Task brief
All lines from the one including "Guideline: the keypoint for each instance of the house" to the bottom of the entries below should be repeated exactly, both ends kept.

Saved entries
*** Block opens ***

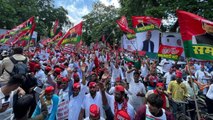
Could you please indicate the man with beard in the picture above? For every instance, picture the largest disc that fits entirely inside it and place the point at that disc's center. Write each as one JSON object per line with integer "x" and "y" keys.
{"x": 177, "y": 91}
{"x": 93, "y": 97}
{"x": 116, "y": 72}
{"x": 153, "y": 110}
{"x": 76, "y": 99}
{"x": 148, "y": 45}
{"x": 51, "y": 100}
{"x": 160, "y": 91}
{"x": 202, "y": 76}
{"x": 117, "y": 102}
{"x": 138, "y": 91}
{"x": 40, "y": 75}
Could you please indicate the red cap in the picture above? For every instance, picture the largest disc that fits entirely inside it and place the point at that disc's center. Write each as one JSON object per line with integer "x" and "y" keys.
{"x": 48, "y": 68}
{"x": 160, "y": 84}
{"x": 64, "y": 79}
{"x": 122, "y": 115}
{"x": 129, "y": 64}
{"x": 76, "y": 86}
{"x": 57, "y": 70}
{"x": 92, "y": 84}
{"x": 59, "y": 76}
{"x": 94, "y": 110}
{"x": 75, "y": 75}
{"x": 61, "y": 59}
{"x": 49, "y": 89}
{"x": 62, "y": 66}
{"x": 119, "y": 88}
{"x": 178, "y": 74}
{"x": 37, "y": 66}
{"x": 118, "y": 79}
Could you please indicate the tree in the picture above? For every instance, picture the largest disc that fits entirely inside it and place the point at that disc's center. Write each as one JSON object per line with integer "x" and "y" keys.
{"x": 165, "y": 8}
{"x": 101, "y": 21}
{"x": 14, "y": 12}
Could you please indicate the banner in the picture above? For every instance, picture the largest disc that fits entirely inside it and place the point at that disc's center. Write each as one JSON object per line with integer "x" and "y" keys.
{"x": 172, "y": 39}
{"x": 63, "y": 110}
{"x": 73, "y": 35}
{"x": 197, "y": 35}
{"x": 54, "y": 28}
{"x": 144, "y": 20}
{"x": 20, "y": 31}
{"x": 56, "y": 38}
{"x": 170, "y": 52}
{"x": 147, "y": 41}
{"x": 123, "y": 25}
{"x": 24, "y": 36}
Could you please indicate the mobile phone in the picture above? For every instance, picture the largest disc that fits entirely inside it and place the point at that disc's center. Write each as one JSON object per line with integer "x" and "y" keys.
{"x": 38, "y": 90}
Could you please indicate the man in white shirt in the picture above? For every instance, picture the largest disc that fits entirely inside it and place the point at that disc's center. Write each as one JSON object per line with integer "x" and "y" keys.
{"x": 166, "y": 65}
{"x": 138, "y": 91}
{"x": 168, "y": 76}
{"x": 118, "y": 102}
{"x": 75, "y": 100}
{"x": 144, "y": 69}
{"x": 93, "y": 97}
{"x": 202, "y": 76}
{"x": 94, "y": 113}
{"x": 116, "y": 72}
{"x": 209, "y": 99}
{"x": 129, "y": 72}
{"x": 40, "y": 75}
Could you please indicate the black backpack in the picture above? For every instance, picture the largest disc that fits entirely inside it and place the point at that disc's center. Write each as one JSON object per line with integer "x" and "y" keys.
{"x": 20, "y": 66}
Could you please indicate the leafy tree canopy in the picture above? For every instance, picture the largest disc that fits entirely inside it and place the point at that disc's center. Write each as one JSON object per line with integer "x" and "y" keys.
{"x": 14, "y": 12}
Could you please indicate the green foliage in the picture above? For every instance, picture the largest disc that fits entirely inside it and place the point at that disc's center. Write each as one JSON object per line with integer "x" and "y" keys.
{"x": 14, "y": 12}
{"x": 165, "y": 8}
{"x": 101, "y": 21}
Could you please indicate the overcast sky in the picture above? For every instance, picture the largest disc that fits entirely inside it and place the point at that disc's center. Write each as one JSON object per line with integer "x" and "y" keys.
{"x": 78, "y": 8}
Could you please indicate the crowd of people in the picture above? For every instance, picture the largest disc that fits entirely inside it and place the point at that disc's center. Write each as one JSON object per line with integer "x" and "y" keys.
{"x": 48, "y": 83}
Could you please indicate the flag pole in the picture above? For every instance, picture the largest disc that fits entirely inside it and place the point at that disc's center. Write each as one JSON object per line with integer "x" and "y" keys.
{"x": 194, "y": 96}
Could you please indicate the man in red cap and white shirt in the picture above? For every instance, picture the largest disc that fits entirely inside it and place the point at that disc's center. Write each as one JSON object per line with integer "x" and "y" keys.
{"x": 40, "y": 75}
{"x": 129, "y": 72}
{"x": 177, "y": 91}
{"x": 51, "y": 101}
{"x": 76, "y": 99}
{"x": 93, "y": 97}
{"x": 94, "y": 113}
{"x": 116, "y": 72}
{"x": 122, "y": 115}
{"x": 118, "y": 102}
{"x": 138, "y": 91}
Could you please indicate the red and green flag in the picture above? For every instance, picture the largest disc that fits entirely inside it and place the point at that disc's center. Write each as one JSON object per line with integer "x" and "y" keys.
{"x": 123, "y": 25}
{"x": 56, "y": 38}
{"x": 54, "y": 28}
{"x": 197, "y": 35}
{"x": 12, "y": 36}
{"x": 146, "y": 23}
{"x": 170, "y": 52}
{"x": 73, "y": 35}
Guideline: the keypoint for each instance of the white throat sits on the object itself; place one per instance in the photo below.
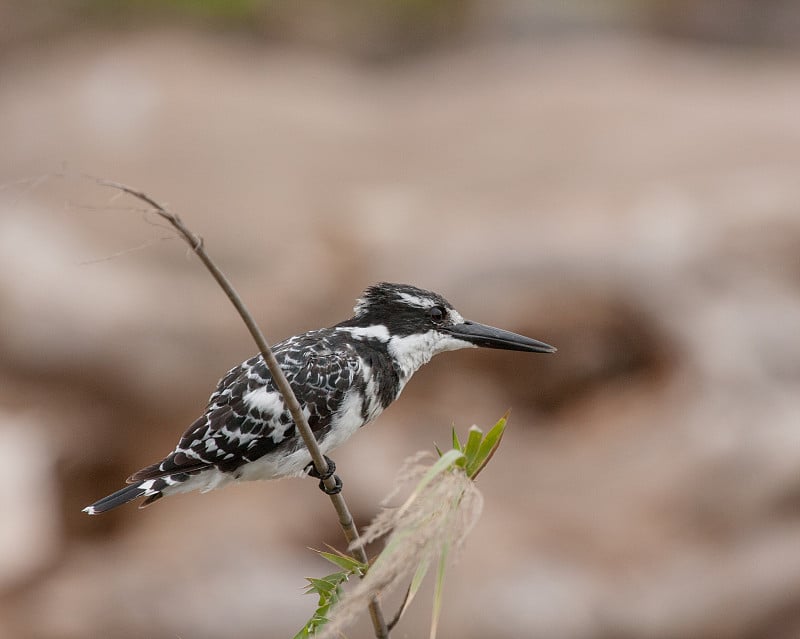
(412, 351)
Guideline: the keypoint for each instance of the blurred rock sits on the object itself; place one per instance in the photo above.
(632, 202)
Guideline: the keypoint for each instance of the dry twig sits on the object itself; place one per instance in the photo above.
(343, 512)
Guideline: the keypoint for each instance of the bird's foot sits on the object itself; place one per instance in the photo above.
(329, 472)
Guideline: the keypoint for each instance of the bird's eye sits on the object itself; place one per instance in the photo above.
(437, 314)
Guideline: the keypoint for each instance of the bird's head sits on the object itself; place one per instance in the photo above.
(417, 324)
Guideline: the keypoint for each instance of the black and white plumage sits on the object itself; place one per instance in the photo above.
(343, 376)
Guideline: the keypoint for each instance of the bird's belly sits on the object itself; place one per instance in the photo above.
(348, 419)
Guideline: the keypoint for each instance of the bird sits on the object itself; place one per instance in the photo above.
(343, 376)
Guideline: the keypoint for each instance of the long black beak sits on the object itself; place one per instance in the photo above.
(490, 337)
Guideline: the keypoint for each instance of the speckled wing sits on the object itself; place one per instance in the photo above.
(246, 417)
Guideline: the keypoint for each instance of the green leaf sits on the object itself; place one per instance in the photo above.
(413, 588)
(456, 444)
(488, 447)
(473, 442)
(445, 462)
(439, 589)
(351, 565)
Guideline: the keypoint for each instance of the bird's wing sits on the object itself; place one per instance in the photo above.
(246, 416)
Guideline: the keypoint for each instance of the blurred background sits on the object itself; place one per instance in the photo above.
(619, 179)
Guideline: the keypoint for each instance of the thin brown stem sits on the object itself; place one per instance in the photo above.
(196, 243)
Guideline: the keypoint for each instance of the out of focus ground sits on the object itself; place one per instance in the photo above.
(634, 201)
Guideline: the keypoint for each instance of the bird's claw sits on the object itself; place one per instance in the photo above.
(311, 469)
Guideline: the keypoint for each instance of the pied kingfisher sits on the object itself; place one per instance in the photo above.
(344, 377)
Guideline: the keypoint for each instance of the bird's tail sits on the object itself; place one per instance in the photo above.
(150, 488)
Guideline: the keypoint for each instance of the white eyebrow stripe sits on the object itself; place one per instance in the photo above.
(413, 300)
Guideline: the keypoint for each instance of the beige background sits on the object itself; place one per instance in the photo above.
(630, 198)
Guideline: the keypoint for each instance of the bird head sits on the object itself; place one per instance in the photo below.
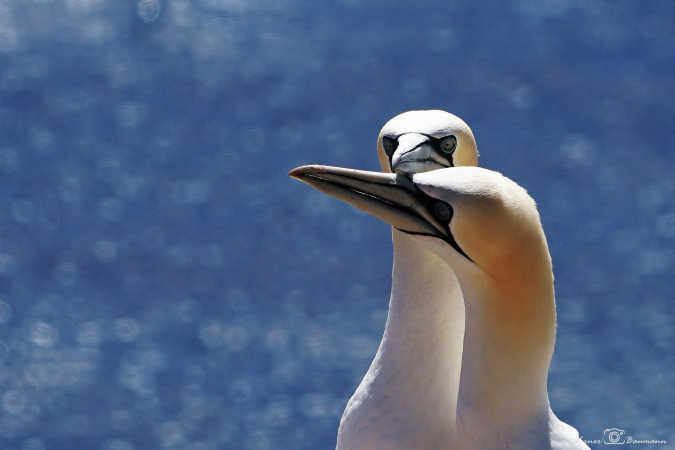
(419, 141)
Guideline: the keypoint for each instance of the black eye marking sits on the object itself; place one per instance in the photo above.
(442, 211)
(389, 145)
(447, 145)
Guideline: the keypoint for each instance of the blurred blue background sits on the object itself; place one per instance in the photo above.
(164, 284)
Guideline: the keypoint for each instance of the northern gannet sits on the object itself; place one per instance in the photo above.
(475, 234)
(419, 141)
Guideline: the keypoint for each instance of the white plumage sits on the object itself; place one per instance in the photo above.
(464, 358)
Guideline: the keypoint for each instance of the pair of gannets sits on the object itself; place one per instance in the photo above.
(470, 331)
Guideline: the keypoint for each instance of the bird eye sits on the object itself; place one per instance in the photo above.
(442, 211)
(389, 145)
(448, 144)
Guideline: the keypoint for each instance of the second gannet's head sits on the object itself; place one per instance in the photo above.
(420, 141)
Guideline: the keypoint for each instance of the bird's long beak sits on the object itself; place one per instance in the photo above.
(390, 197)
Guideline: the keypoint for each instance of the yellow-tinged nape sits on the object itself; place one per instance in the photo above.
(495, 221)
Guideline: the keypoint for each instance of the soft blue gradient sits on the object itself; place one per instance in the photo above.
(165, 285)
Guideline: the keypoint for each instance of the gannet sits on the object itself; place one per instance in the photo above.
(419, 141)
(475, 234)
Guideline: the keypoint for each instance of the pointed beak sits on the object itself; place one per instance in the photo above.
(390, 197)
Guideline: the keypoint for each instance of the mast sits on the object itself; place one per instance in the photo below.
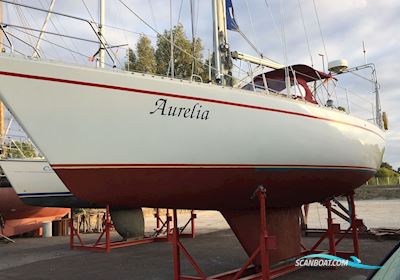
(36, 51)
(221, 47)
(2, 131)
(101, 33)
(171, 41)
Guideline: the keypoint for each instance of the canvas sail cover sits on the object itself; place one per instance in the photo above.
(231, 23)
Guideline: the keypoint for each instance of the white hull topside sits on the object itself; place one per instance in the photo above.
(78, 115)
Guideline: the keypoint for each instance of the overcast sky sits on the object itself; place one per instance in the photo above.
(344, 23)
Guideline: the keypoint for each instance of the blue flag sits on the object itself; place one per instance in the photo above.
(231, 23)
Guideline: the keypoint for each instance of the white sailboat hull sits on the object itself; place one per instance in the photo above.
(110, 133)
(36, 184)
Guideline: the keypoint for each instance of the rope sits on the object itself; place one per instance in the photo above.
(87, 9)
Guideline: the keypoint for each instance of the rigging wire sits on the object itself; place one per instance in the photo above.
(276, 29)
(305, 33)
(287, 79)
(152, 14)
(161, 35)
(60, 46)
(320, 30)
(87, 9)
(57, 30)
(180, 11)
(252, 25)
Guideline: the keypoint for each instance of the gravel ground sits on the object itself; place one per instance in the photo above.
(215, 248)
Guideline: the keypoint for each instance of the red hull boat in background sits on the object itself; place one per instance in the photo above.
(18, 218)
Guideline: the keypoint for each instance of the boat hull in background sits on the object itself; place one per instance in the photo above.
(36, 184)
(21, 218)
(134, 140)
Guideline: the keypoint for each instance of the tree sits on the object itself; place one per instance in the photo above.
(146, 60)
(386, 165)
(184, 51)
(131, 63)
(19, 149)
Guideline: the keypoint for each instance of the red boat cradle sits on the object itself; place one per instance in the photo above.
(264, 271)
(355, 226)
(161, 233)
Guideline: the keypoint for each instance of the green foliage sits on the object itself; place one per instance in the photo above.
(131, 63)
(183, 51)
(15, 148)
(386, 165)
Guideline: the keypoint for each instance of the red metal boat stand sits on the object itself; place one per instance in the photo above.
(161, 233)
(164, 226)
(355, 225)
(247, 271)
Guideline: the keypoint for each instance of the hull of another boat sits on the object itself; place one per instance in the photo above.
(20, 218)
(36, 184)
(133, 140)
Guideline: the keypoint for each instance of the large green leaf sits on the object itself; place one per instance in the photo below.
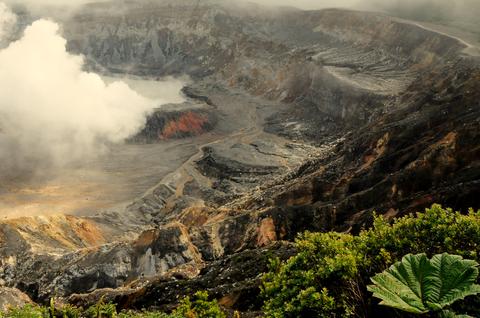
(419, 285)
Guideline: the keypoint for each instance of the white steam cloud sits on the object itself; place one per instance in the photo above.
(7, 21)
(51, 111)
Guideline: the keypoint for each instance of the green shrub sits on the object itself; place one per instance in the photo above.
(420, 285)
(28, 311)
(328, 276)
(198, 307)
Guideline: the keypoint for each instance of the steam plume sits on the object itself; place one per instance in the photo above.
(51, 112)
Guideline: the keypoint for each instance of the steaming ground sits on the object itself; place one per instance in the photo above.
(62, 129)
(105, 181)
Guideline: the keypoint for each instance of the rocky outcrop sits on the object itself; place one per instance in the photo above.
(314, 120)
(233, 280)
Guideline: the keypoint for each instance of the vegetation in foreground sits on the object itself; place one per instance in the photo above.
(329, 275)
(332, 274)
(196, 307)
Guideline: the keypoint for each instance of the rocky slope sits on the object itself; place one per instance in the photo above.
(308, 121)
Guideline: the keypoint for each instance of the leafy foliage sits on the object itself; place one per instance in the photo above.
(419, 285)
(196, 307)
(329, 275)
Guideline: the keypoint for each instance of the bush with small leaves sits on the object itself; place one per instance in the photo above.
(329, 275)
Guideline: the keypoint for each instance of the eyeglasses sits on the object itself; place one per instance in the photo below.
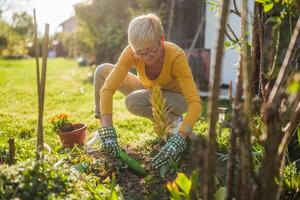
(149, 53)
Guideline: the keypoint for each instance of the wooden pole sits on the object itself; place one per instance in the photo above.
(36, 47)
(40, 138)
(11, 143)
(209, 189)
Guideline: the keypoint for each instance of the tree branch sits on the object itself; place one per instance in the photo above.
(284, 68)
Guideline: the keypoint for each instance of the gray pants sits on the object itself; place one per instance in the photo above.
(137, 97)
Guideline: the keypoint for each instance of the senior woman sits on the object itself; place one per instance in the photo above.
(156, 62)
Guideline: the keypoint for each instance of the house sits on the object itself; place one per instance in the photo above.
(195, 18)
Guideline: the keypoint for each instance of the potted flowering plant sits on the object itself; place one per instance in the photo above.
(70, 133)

*** Block closes ***

Result below
Guideline: the keypoint for each instance of the house sits on the object itself; place one per instance in the photo above.
(195, 18)
Guideline: the keypoint for each instance of the potted flowering plant sits on the object itself; place one per instance in the photo above.
(70, 133)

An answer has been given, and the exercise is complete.